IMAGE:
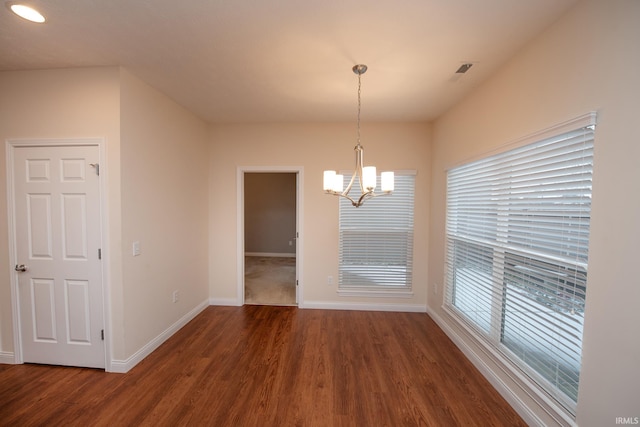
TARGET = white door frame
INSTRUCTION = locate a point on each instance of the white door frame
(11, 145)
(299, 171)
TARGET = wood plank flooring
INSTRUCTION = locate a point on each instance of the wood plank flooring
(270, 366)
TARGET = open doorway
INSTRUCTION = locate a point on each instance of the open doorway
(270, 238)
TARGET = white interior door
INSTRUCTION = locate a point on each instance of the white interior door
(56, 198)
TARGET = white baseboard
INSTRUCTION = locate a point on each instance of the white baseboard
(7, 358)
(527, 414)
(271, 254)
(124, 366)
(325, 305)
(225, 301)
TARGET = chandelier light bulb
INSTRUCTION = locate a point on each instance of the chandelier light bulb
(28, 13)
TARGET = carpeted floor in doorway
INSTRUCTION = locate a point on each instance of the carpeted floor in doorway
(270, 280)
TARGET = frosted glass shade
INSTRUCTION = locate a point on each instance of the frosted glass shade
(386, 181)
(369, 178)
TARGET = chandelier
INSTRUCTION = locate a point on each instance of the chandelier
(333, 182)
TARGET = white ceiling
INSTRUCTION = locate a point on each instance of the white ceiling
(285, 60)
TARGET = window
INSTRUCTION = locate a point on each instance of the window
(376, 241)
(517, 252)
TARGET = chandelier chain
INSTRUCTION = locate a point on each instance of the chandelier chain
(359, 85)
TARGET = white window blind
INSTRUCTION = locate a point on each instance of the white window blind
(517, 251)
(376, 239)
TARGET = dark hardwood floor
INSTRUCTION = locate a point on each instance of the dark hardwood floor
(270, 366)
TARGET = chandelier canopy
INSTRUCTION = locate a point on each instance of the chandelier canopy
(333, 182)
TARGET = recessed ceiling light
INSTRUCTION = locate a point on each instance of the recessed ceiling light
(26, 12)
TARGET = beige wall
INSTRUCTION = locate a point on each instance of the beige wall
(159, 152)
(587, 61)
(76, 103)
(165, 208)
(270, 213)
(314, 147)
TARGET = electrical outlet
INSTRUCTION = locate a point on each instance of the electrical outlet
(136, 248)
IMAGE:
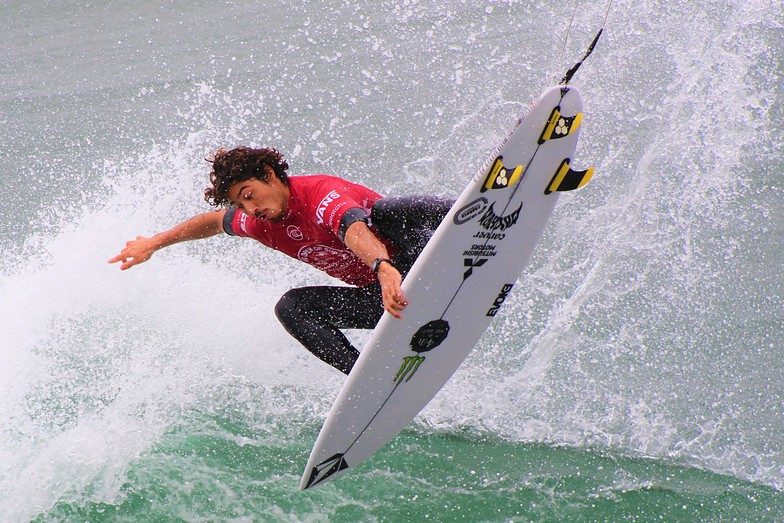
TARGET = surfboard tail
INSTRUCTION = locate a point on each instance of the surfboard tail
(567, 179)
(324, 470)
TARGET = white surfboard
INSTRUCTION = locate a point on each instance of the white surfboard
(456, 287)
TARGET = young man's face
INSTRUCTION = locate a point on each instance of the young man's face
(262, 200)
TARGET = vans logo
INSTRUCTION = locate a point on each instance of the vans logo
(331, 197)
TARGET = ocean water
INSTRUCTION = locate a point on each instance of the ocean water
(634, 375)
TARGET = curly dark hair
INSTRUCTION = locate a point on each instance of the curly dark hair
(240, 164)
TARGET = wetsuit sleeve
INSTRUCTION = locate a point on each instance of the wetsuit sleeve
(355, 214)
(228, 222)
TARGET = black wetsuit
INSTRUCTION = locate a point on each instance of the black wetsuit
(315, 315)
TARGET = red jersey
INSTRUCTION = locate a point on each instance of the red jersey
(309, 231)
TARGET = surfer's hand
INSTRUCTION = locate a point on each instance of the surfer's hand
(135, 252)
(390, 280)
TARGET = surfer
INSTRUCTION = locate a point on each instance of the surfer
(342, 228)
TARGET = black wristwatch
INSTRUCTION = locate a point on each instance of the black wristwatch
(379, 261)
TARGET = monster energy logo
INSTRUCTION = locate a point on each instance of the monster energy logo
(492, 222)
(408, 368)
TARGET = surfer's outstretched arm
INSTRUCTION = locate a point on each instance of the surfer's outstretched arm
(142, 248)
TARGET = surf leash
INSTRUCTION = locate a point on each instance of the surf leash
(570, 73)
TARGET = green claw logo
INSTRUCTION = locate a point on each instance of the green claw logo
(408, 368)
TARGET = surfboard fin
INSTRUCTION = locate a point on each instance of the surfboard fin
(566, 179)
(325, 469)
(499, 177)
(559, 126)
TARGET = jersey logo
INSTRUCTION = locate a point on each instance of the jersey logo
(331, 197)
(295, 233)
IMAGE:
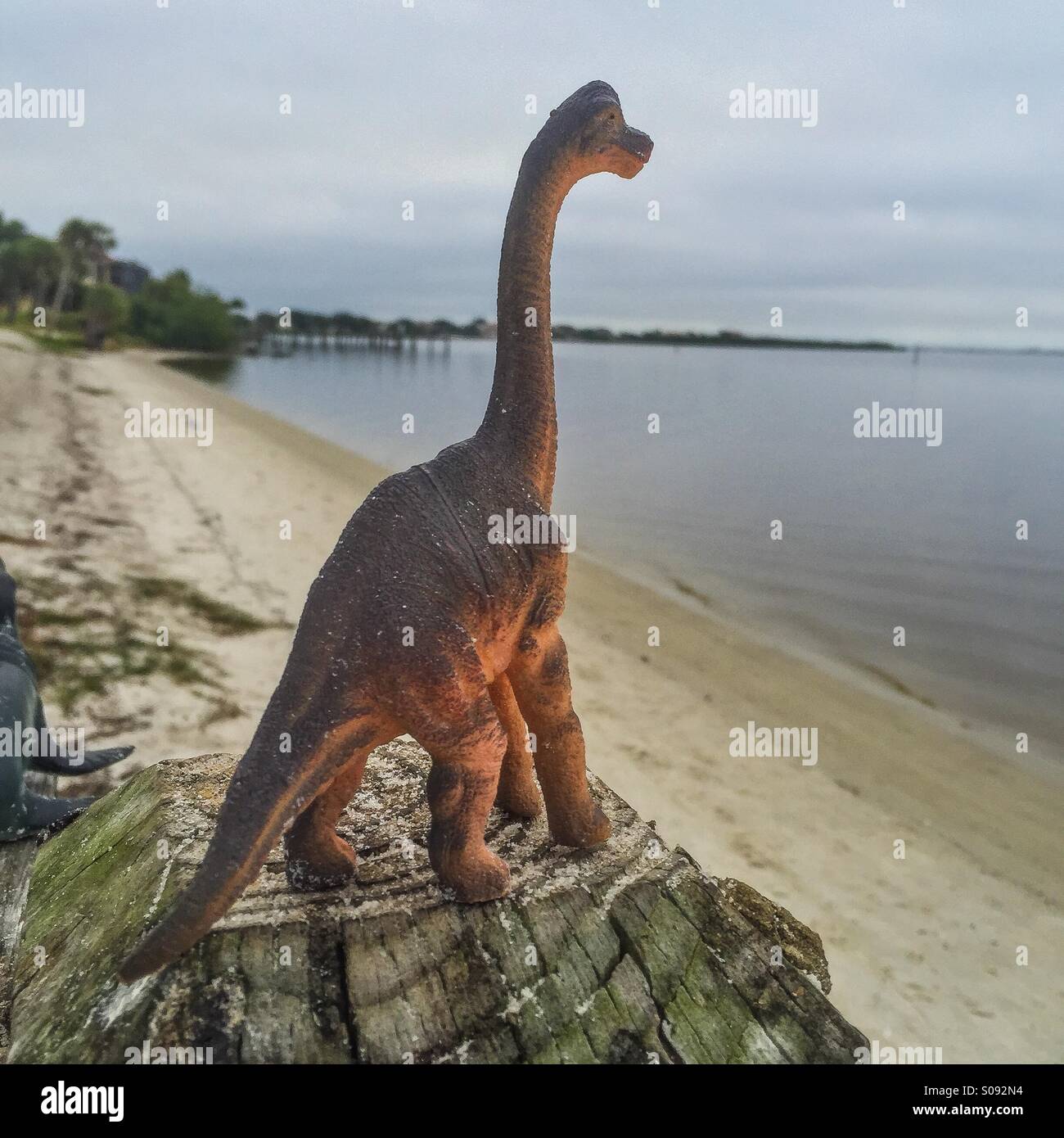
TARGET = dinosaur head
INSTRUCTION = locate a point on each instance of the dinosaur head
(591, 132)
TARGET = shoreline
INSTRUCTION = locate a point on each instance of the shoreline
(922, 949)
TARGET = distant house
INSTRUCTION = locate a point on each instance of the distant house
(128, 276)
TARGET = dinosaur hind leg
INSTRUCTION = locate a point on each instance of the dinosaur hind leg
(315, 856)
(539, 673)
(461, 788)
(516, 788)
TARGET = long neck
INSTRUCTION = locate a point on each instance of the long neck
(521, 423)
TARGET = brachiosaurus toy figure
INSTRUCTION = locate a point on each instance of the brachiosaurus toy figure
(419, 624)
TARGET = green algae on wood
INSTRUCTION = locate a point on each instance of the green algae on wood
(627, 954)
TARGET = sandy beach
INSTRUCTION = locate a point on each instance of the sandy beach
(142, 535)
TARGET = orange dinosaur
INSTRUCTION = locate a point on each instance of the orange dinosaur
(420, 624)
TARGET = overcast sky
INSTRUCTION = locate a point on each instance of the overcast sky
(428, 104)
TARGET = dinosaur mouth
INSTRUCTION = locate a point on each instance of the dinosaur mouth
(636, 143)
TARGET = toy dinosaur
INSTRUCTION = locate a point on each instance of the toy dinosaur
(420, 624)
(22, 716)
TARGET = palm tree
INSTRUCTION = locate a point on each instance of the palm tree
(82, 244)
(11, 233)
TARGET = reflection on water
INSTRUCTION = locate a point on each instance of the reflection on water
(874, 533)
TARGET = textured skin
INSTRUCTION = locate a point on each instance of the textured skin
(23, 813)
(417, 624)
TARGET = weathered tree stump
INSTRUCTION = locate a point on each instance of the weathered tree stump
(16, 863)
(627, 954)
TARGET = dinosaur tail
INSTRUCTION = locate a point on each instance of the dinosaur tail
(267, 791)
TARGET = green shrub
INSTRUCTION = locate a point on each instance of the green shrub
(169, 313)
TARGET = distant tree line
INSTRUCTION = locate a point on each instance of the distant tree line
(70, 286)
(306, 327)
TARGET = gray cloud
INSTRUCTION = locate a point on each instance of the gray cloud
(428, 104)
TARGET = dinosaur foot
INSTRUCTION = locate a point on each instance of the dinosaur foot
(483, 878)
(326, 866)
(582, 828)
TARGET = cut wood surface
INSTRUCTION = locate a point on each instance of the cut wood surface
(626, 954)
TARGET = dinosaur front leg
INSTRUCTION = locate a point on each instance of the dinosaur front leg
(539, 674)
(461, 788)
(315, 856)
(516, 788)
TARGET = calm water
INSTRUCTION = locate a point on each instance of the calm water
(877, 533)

-.-.-

▶ [Written problem]:
All of the data above should be quoted exactly, except for the pictures.

▶ [The solution]:
IMAGE:
TARGET = white door frame
INSTRUCTION = locate a point on each instance of the white door frame
(11, 145)
(299, 171)
TARGET = wood plank flooring
INSTRUCTION = locate a point on each instance of the wood plank flooring
(270, 366)
TARGET = open doorway
INSTRUCTION = locate a point on each instance of the open doorway
(270, 238)
TARGET = white interior door
INSTRUCTION = locate a point on each instance of the white interior door
(56, 198)
TARGET = white baseboard
INSTRUCTION = locate a point on each instance of the white baseboard
(7, 358)
(527, 414)
(271, 254)
(124, 366)
(325, 305)
(225, 301)
TARGET = chandelier light bulb
INSTRUCTION = locate a point on each instance of the chandelier light bulb
(28, 13)
TARGET = carpeted floor in doorway
INSTRUCTION = locate a point on each instance of the carpeted floor in doorway
(270, 280)
TARGET = frosted glass shade
INSTRUCTION = locate a point on each instance of the frosted glass shade
(386, 181)
(369, 178)
TARGET = chandelier
INSTRUCTION = locate a point on each instance of the chandelier
(333, 182)
TARGET = white ceiling
INSTRUCTION = locate a point on each instance of the white ceiling
(285, 60)
TARGET = window
INSTRUCTION = locate a point on each instance of the window
(376, 241)
(517, 252)
TARGET = chandelier chain
INSTRUCTION = locate a point on each instance of the chandelier chain
(359, 85)
TARGET = white window blind
INSTRUCTION = locate a point on each instance of the white window blind
(517, 251)
(376, 239)
TARGET = dark hardwood floor
INSTRUCTION = locate a point on each instance of the dark hardwood floor
(270, 366)
TARGET = chandelier canopy
INSTRUCTION = locate a point on each instance of the chandelier canopy
(333, 182)
TARGET = recessed ceiling light
INSTRUCTION = locate a point on each instance of the recessed ceiling light
(26, 12)
TARGET = beige wall
INSTRUCTION = locate a point on each instance of the beige wall
(159, 152)
(587, 61)
(76, 103)
(165, 208)
(270, 213)
(314, 147)
TARGET = electrical outlet
INSTRUCTION = locate a point on each instance of the electrical outlet
(136, 248)
IMAGE:
TARGET = surfboard tail
INSTRUCTION = locate a point on each instance of the surfboard tail
(567, 179)
(324, 470)
TARGET = white surfboard
INSTRUCTION = locate a point on each instance of the white surfboard
(456, 287)
TARGET = young man's face
INSTRUCTION = locate a point on each instance of the young man's face
(262, 200)
TARGET = vans logo
INSTRUCTION = locate a point on each instance of the vans logo
(331, 197)
TARGET = ocean water
INSTRUCTION = locate a point on each instance of the ocean water
(634, 375)
TARGET = curly dark hair
INSTRUCTION = locate a point on each instance of the curly dark hair
(240, 164)
TARGET = wetsuit sleeve
INSTRUCTION = locate a point on each instance of the wetsuit sleeve
(355, 214)
(228, 222)
TARGET = black wetsuit
INSTRUCTION = locate a point on each instance of the black wetsuit
(315, 315)
TARGET = red jersey
INSTRUCTION = locate a point on each instance of the red jersey
(309, 231)
TARGET = surfer's hand
INSTRUCTION = locate a point on each instance of the surfer's hand
(135, 252)
(390, 280)
TARGET = surfer
INSTRUCTION = locate a point on each instance of the surfer
(342, 228)
TARGET = black wristwatch
INSTRUCTION = locate a point on each instance of the black wristwatch
(379, 261)
TARGET = monster energy logo
INSTRUCTION = locate a point on each instance of the monster energy logo
(492, 222)
(408, 368)
TARGET = surfer's outstretched arm
INSTRUCTION = locate a point on each instance of the surfer's outstretched arm
(142, 248)
TARGET = surf leash
INSTRUCTION = locate a point on each instance of the surf leash
(570, 73)
TARGET = green claw logo
INSTRUCTION = locate a point on each instance of the green claw logo
(408, 368)
TARGET = surfboard fin
INSTRUCTION = locate a point on each instance of the surfboard fin
(566, 179)
(325, 469)
(499, 177)
(559, 126)
TARGET = jersey logo
INSTRUCTION = locate a point on each instance of the jersey logo
(331, 197)
(295, 233)
IMAGE:
TARGET = dinosaur head
INSTRUCTION = locate a point on each instance of the dinosaur head
(591, 132)
TARGET = shoreline
INSTRUCTION = locate a point on each instance of the shoreline
(922, 949)
TARGET = distant house
INSTRUCTION = locate a point on each instance of the distant house
(128, 276)
TARGET = dinosaur hind leg
INSTRUCTION = locate a point on each instance of the dinosaur hind leg
(315, 856)
(539, 673)
(461, 788)
(516, 788)
TARGET = long neck
INSTRUCTION = locate a point on each instance of the long neck
(521, 423)
TARGET = brachiosaurus toy figure
INSTRUCTION = locate a point on each instance of the brachiosaurus toy figure
(419, 624)
TARGET = green algae on wood
INSTRUCTION = locate a point on each instance of the green algae on wood
(627, 954)
TARGET = sandy beach
INSTRUCTION = locate a point on each instance of the sandy beach
(142, 535)
TARGET = orange dinosaur
INSTRUCTION = locate a point on each instance of the orange dinosaur
(420, 624)
TARGET = overcast sky
INSTRUCTION = locate a point on each instance of the overcast sky
(428, 104)
TARGET = dinosaur mouth
INSTRUCTION = locate a point on each instance of the dinosaur mouth
(636, 143)
TARGET = toy dinosaur
INSTRUCTION = locate a point on each instance of the toy dinosaur
(420, 624)
(22, 716)
TARGET = palm tree
INSTRUCTION = locate a point on each instance of the palm tree
(82, 244)
(11, 233)
TARGET = reflection on water
INSTRUCTION = locate a point on each instance of the reflection on water
(874, 533)
TARGET = textured skin
INSTRUCTION = locate a point on each instance of the textured skin
(23, 813)
(417, 624)
TARGET = weathered tree stump
INSTRUCTION = locate a point on each instance of the weathered tree stump
(16, 863)
(627, 954)
TARGET = dinosaur tail
INSTRUCTION = locate a point on each instance of the dinosaur tail
(267, 791)
TARGET = green shrub
INSTRUCTION = locate a point on each instance of the green shrub
(169, 313)
TARGET = distant tree line
INSTRUCTION = locate a point on each instance of the distant tree line
(70, 286)
(306, 327)
TARGET = gray cloud
INSTRUCTION = locate a point on each instance of the gray cloud
(428, 104)
TARGET = dinosaur foot
INSTRUCTION = locate a point on each instance of the dinosaur foot
(483, 878)
(326, 866)
(582, 828)
TARGET = cut wood surface
INSTRUCTION = locate a point on each instance of the cut wood surface
(626, 954)
TARGET = dinosaur front leg
INSTRUCTION = locate a point on each instance of the dinosaur front leg
(539, 674)
(461, 788)
(315, 856)
(516, 788)
TARGET = calm water
INSTRUCTION = locate a point on each instance of the calm water
(877, 533)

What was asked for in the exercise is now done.